═════ Excerpted passage

As media reports continue to imply that a military confrontation with Iran is closer than ever, rhetoric demonizing the Iranian government is rampant, particularly among Israeli leaders and most Republican presidential candidates - so much so that former Israeli Mossad director Efraim Halevy recently complained that Mitt Romney is "making the [Iran] situation worse" with his statements.

So it should come as no surprise that according to a 2012 Gallup poll, Iran is Americans' "least favored nation" and has consistently ranked unfavorably since 1989. Gallup is not specific about why an overwhelming majority of respondents have such a low "overall opinion" of the Islamic Republic, but they suggest that "heavy scrutiny and criticism from the West over its nuclear programs" sheds light on American reasoning. Alarmist notions about Iran's foreign and nuclear policy that spread through the media perpetuate a negative image that is oftentimes inaccurate--and help pave the path to war, which experts say would have disastrous consequences for Israel, the broader Middle East and the U.S.

AlterNet decided to look at 10 myths about Iran, many of them created by these alarmist notions - and explain why they're dead wrong.

══════════
═════ Data supplied

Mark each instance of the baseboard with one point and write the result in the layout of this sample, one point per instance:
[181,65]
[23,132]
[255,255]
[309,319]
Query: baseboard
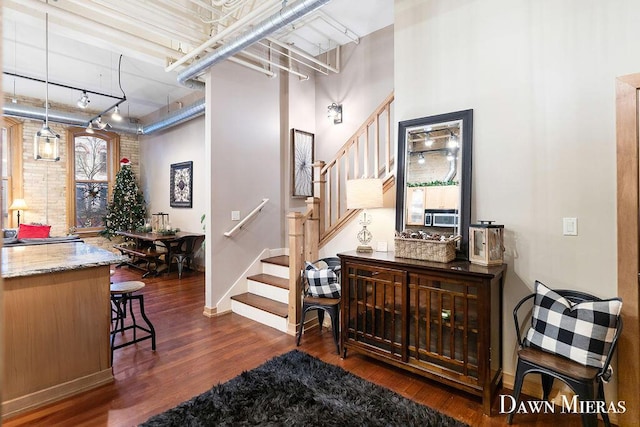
[49,395]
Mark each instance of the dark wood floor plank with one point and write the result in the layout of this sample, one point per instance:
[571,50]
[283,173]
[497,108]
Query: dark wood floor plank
[195,352]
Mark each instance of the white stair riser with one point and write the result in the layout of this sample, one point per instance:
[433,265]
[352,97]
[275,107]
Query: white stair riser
[275,270]
[272,292]
[260,316]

══════════

Tasks and exercises:
(a) In the excerpt about Iran, what title did Efraim Halevy formerly hold?
(b) Please continue the excerpt about Iran, starting right after its final sentence.

The responses:
(a) Former Israeli Mossad director

(b)
1. Iran does not have a nuclear weapon.

According to the Iranian government, the International Atomic Energy Agency and American intelligence assessments, the common assumption that Iran already has a nuclear bomb is wrong. Even Israeli intelligence agrees.

Yet 71 percent of Americans said "Yes" to the question, "Do you think Iran currently has nuclear weapons, or not?" in the last poll to ask that question. The question was asked a little over two years ago and public opinion could have become more accurately informed. Then again, when widely read newspapers like the Wall Street Journal publish weekly pieces suggesting that "evil" Iran is "building a nuclear bomb" (while justifying terrorism against Iranian citizens), and when Republican presidential contenders like Mitt Romney write that Iranian "Islamic fanatics" are "racing to build a nuclear bomb," the truth can understandably become muddied for the average person.

2. Iran is not rushing to build a nuclear weapon.

The most prevalent suspicion about Iran is that it is trying to obtain breakout capability, or the ability to produce a nuclear weapon in a short period of time if it made the decision to do so. But that idea often results in unfounded alarmism about Iran's nuclear program. Former Mideast-focused Pentagon official Colin Kahl told attendees during a packed Capitol Hill briefing in February that there's a lot of "hyperbole and hyperventilation about Iran's program" based on estimated timeframes about its alleged nuclear ambitions.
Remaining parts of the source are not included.